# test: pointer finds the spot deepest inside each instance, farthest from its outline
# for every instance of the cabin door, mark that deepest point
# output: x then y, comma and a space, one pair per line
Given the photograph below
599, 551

┄┄┄┄┄┄┄┄┄┄┄┄┄┄┄┄┄┄┄┄

Required work -
Would you copy out each line exactly as written?

Answer to this exercise -
# test: pointer finds the spot deepest inside each instance, farthest from its outline
# for every instance of the cabin door, mark that deepest point
# output: x then y, comma and a space, one pair per line
Given the photograph below
599, 551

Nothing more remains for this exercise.